→ What you will do
All of the listing should be output exactly, apart from the pictures.

→ Dataset content
--
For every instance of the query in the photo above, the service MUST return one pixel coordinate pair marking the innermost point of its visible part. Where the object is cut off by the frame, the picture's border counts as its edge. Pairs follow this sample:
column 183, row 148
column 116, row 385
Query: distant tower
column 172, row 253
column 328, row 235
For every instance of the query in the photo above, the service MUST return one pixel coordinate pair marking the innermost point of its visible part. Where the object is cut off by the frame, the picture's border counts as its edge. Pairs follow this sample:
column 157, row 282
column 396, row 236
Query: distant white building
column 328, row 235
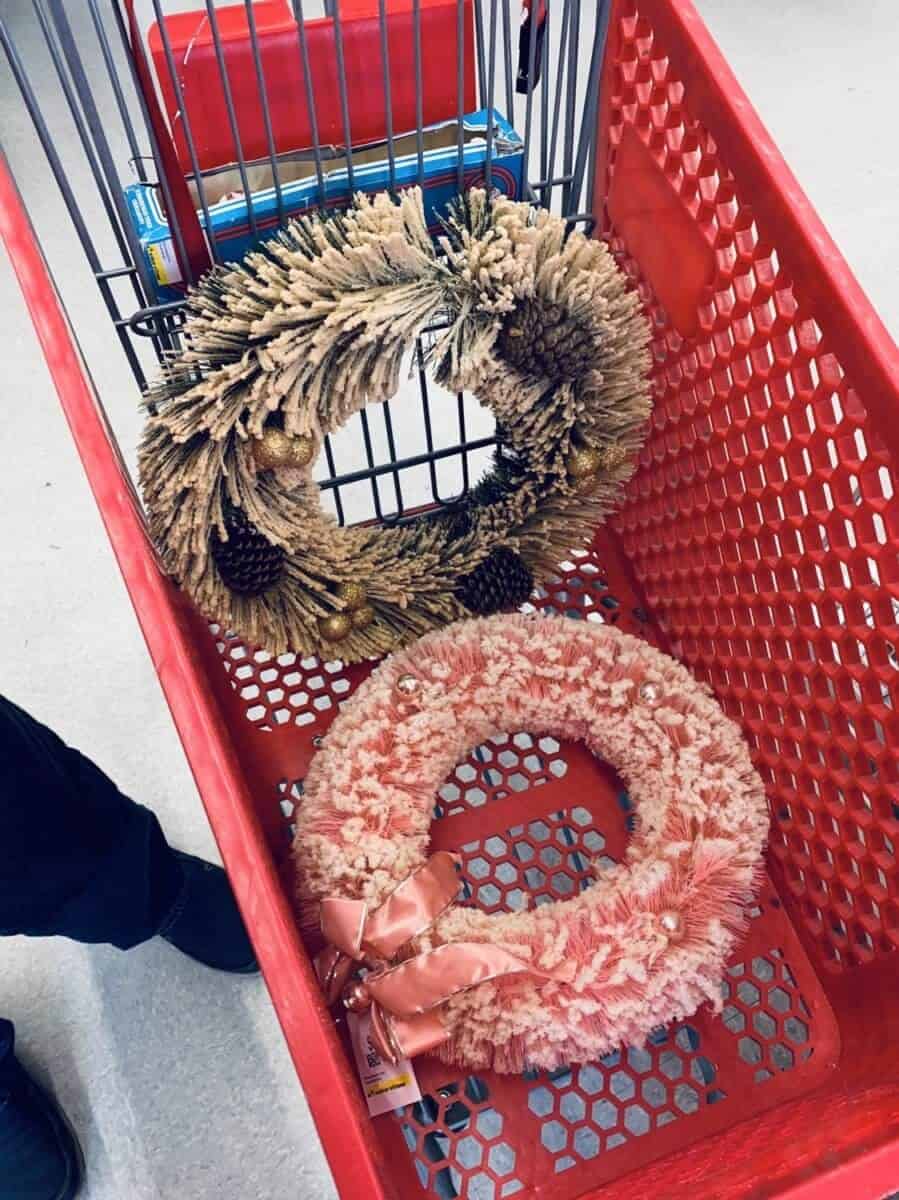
--
→ Task answer
For every instance of the query in the photo above, the service MUST return one pixel coordinate pair marking the innermost point of its visible part. Where the object is cut off by the frame, the picture's border counts as its edge. Pairs follow this sample:
column 183, row 148
column 116, row 385
Query: distant tower
column 172, row 253
column 328, row 235
For every instance of the query in the photo above, the service MUST return one pixel coordinate pair marking the innermost point of its visible part. Where the object is cut off by the frame, the picture's border counts as its edge. Pairs follow this sample:
column 157, row 282
column 396, row 236
Query: distant white building
column 328, row 235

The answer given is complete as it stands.